Stated task 1
How many insertions and deletions does the Stockfish code patch report?
Stated task 2
Continue the Stockfish code patch from the point where it stops.

No functional change
---
 src/nnue/layers/affine_transform.h | 58 +++++++++++++++---------------
 1 file changed, 28 insertions(+), 30 deletions(-)
diff --git a/src/nnue/layers/affine_transform.h b/src/nnue/layers/affine_transform.h
index ad9167c0..59a6149f 100644
--- a/src/nnue/layers/affine_transform.h
+++ b/src/nnue/layers/affine_transform.h
@@ -39,25 +39,26 @@
 
 namespace Stockfish::Eval::NNUE::Layers {
 
+#if defined(USE_SSSE3) || defined(USE_NEON_DOTPROD)
+    #define ENABLE_SEQ_OPT
+#endif
+
 // Fallback implementation for older/other architectures.
 // Requires the input to be padded to at least 16 values.
-#if !defined(USE_SSSE3)
+#ifndef ENABLE_SEQ_OPT
+
 template<IndexType InputDimensions, IndexType PaddedInputDimensions, IndexType OutputDimensions>
 static void affine_transform_non_ssse3(std::int32_t*       output,
                                        const std::int8_t*  weights,
                                        const std::int32_t* biases,
                                        const std::uint8_t* input) {
-    #if defined(USE_SSE2) || defined(USE_NEON_DOTPROD) || defined(USE_NEON)

Given data
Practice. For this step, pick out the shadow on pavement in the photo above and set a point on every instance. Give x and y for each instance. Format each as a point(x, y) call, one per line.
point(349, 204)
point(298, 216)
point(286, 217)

Task result 1
28 insertions and 30 deletions.

Task result 2
+    #if defined(USE_SSE2) || defined(USE_NEON)
         #if defined(USE_SSE2)
     // At least a multiple of 16, with SSE2.
     constexpr IndexType NumChunks   = ceil_to_multiple<IndexType>(InputDimensions, 16) / 16;
     const __m128i       Zeros       = _mm_setzero_si128();
     const auto          inputVector = reinterpret_cast<const __m128i*>(input);
 
-        #elif defined(USE_NEON_DOTPROD)
-    constexpr IndexType NumChunks   = ceil_to_multiple<IndexType>(InputDimensions, 16) / 16;
-    const auto          inputVector = reinterpret_cast<const int8x16_t*>(input);
-
         #elif defined(USE_NEON)
     constexpr IndexType NumChunks   = ceil_to_multiple<IndexType>(InputDimensions, 16) / 16;
     const auto          inputVector = reinterpret_cast<const int8x8_t*>(input);
@@ -91,16 +92,8 @@ static void affine_transform_non_ssse3(std::int32_t*       output,
         sum                   = _mm_add_epi32(sum, sum_second_32);
         output[i]             = _mm_cvtsi128_si32(sum);
 
-        #elif defined(USE_NEON_DOTPROD)
-        int32x4_t  sum = {biases[i]};
-        const auto row = reinterpret_cast<const int8x16_t*>(&weights[offset]);
-        for (IndexType j = 0; j < NumChunks; ++j)
-        {
-            sum = vdotq_s32(sum, inputVector[j], row[j]);
-        }
-        output[i] = vaddvq_s32(sum);
-
         #elif defined(USE_NEON)
+
         int32x4_t  sum = {biases[i]};
         const auto row = reinterpret_cast<const int8x8_t*>(&weights[offset]);
         for (IndexType j = 0; j < NumChunks; ++j)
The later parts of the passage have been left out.